> **ARBEITSAUFTRAG**:
Schreiben Sie bitte den vorliegenden Text über Elisabeth von Thüringen und die Armut vollständig und ohne jede Änderung ab.

Das Jubiläumsjahr der hl. Elisabeth von Thüringen habe deutlich gemacht, daß in unserer Gesellschaft ein neues Bewußtsein für die Armen notwendig sei, betonte der Bischof. „Armut ist mitten unter uns. Seit einiger Zeit wird uns das immer klarer: verwahrloste Elternhäuser, Kinderarmut, Jugendarbeitslosigkeit, die zunehmende Zahl von Hartz-IV-Empfängern und auch vereinsamte alte Menschen, die wochenlang tot in ihrer Wohnung liegen, ohne daß es jemand merkt“. Statt die Augen vor dem Elend zu verschließen, müsse man genauer hinschauen. Es gehe um einen Mentalitätswandel, der durch ein Absehen von sich selbst und ein neues Zuwenden zum Nächsten gekennzeichnet sei. Elisabeth, Konpatronin des Bistums Fulda, könne einem „über Brot und Rosen hinaus diesen neuen, befreienden Blick schenken“.

> **MATERIALAUSZÜGE**:

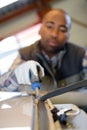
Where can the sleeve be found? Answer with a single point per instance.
(8, 83)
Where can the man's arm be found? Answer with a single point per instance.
(21, 74)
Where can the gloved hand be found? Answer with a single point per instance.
(27, 72)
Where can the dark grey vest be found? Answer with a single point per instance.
(69, 71)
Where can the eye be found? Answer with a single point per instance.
(63, 29)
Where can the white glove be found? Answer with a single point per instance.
(22, 72)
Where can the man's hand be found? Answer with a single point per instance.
(28, 71)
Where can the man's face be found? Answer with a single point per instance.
(54, 31)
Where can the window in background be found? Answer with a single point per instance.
(9, 47)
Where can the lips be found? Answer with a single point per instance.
(52, 43)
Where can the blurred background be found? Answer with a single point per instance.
(20, 21)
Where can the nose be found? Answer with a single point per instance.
(55, 33)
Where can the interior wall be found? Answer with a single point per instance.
(77, 9)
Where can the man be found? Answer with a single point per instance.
(63, 62)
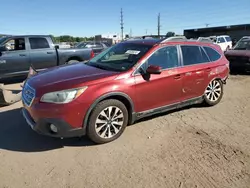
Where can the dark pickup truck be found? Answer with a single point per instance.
(17, 53)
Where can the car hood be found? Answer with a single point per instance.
(238, 53)
(69, 76)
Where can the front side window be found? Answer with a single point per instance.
(38, 43)
(221, 40)
(15, 44)
(120, 57)
(193, 55)
(228, 39)
(243, 44)
(166, 58)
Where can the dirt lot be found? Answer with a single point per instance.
(196, 147)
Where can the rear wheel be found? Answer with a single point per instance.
(107, 121)
(213, 93)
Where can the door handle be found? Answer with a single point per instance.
(178, 76)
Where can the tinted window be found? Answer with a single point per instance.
(221, 40)
(38, 43)
(213, 54)
(228, 39)
(193, 55)
(15, 44)
(165, 57)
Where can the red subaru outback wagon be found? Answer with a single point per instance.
(124, 83)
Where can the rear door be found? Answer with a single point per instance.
(14, 61)
(42, 53)
(194, 70)
(222, 43)
(158, 90)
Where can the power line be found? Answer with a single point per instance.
(159, 24)
(122, 24)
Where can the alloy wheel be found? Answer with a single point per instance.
(109, 122)
(213, 91)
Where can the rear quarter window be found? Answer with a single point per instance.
(228, 39)
(212, 54)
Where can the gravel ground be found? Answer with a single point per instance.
(195, 147)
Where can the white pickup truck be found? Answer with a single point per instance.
(224, 41)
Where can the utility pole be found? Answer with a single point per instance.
(122, 24)
(159, 25)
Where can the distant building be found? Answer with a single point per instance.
(234, 31)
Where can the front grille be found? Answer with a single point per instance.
(28, 94)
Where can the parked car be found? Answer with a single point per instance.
(224, 41)
(239, 56)
(97, 47)
(37, 50)
(126, 82)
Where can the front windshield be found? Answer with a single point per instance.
(120, 57)
(243, 45)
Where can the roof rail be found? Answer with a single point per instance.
(175, 38)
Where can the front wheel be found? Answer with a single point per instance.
(72, 61)
(107, 121)
(213, 93)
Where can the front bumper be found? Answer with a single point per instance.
(42, 126)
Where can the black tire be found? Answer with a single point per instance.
(72, 61)
(207, 98)
(91, 129)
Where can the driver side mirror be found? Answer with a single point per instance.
(3, 48)
(154, 69)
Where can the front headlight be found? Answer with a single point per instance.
(64, 96)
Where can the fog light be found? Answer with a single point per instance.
(53, 128)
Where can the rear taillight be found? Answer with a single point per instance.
(92, 54)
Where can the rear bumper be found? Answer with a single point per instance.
(42, 126)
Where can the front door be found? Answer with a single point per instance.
(159, 90)
(42, 55)
(194, 71)
(15, 60)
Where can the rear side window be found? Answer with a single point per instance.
(166, 57)
(38, 43)
(228, 39)
(212, 54)
(193, 55)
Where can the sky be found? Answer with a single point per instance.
(92, 17)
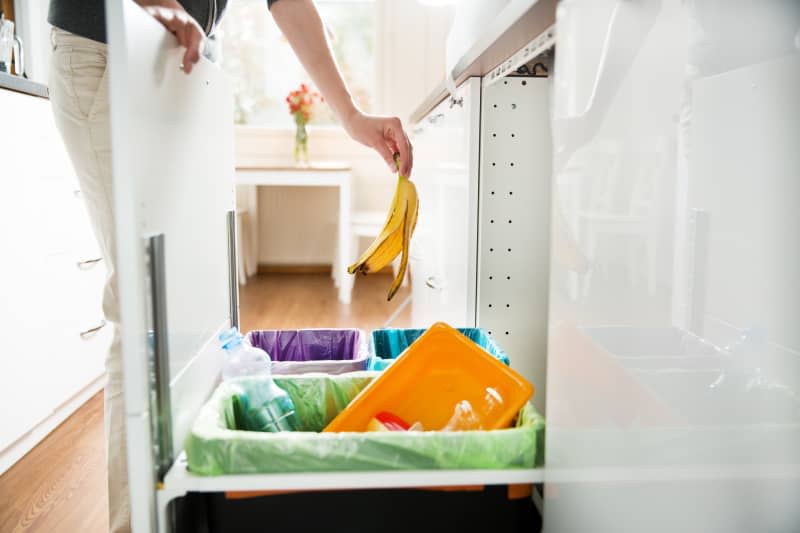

> **ERGEBNIS**:
Das Jubiläumsjahr der hl. Elisabeth von Thüringen habe deutlich gemacht, daß in unserer Gesellschaft ein neues Bewußtsein für die Armen notwendig sei, betonte der Bischof. „Armut ist mitten unter uns. Seit einiger Zeit wird uns das immer klarer: verwahrloste Elternhäuser, Kinderarmut, Jugendarbeitslosigkeit, die zunehmende Zahl von Hartz-IV-Empfängern und auch vereinsamte alte Menschen, die wochenlang tot in ihrer Wohnung liegen, ohne daß es jemand merkt“. Statt die Augen vor dem Elend zu verschließen, müsse man genauer hinschauen. Es gehe um einen Mentalitätswandel, der durch ein Absehen von sich selbst und ein neues Zuwenden zum Nächsten gekennzeichnet sei. Elisabeth, Konpatronin des Bistums Fulda, könne einem „über Brot und Rosen hinaus diesen neuen, befreienden Blick schenken“.